YOUR TASK: Reproduce the listing below line for line, with no changes.
⁂
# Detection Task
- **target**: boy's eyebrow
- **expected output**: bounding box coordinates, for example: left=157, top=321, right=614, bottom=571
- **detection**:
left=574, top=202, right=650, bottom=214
⁂
TASK SOLUTION:
# Detection Task
- **target**: boy's eyebrow
- **expected output**: bounding box coordinates, for example: left=157, top=321, right=614, bottom=571
- **detection**:
left=574, top=202, right=650, bottom=214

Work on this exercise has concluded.